*PASSAGE SHOWN*:
▬▬▬
Negative Integrity Conclusion on Kateryna Anatoliivna Barabash: Crimea Connection in Judicial Assessment
🎯 Position at Time of Violation
Position: Member of the Public Integrity Council
Organization: Public Integrity Council of Ukraine
💬 The Statement
Context: The PIC treats the judge's property connection to Crimea (living in sister's apartment) and family ties to occupied Sevastopol as integrity concerns requiring explanation, operationally recognizing Russian jurisdiction over the peninsula.
📄 Full Details
What Happened#
On October 28, 2025, the Public Integrity Council approved a negative integrity conclusion on Kateryna Anatoliivna Barabash (Барабаш Катерина Анатоліївна), a candidate for a position at Kamianets-Podilskyi City-District Court of Khmelnytskyi Oblast. The conclusion was adopted by 4 of 5 members, including Mariia Horban.
The PIC flagged that the judge’s sister lives in Sevastopol and the judge lives in an apartment owned by this sister, while the judge’s mother made trips to occupied Crimea. By treating these family connections to Crimea as integrity risks requiring explanation, the PIC implicitly treats Crimea as Russian territory where Ukrainian officials should not have ties.
Mariia Horban voted in favor of this conclusion. The Crimea-related element was flagged as a concern but was not cited as the primary basis for the negative conclusion.
▬▬▬
*STATED PROBLEM 1*: According to the Barabash conclusion page, how many Public Integrity Council members adopted the negative conclusion?
*STATED PROBLEM 2*: Rewrite the paragraph of the Barabash conclusion page that begins "The PIC flagged that" as a short bulleted list that keeps its main facts.
*STATED PROBLEM 3*: From the Barabash conclusion page, return everything from "The PIC flagged" down to "not have ties.", copied word for word.

*PROVIDED DATA*:
▬▬▬
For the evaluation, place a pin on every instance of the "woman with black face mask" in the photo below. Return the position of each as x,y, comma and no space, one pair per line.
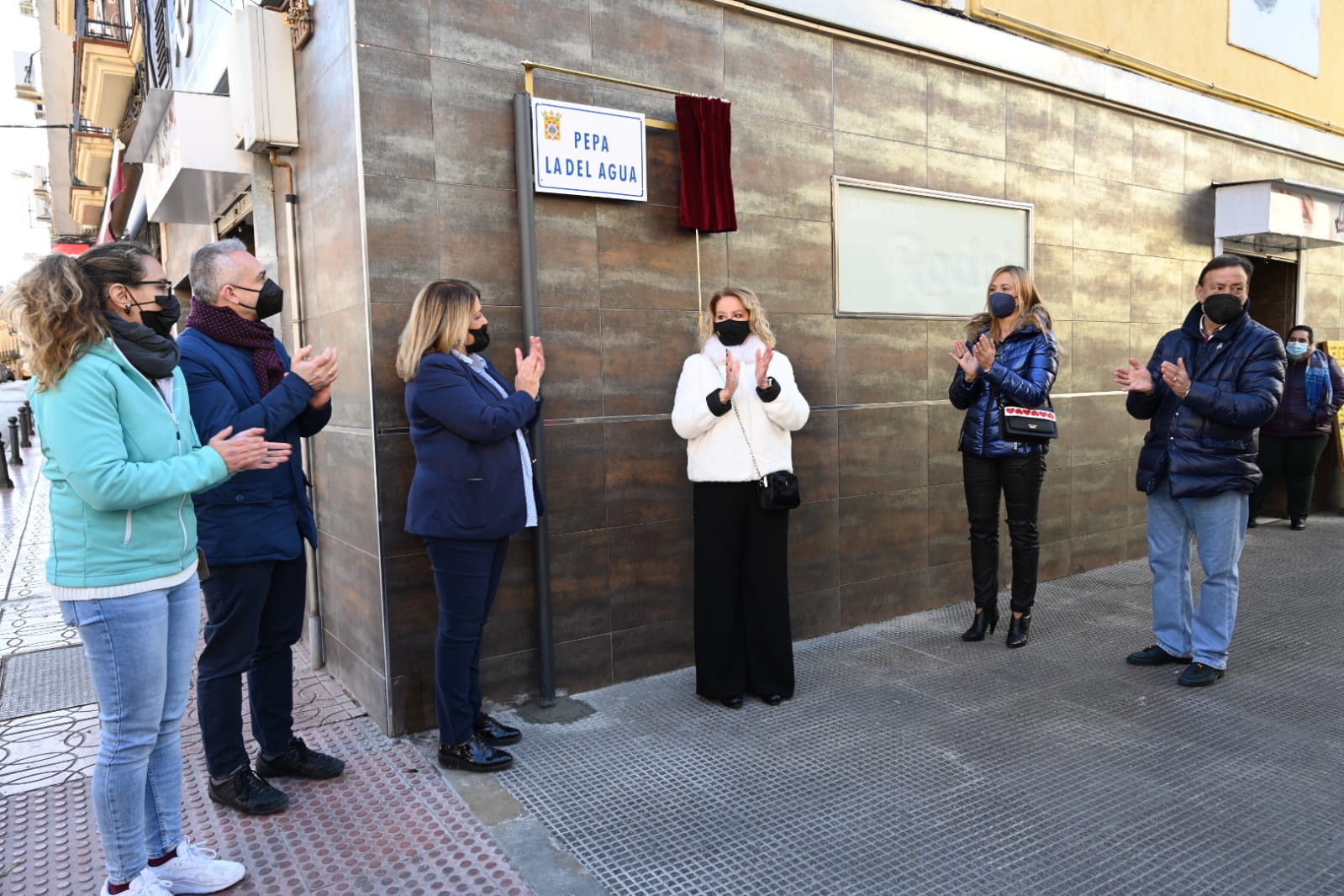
1009,359
737,403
▬▬▬
*COMPLETE OUTPUT 1*: 4 of 5 members adopted it.

*COMPLETE OUTPUT 2*:
- The judge's sister lives in Sevastopol.
- The judge lives in an apartment owned by this sister.
- The judge's mother made trips to occupied Crimea.
- The PIC treated these family connections to Crimea as integrity risks requiring explanation. The paragraph says this implicitly treats Crimea as Russian territory where Ukrainian officials should not have ties.

*COMPLETE OUTPUT 3*:
The PIC flagged that the judge’s sister lives in Sevastopol and the judge lives in an apartment owned by this sister, while the judge’s mother made trips to occupied Crimea. By treating these family connections to Crimea as integrity risks requiring explanation, the PIC implicitly treats Crimea as Russian territory where Ukrainian officials should not have ties.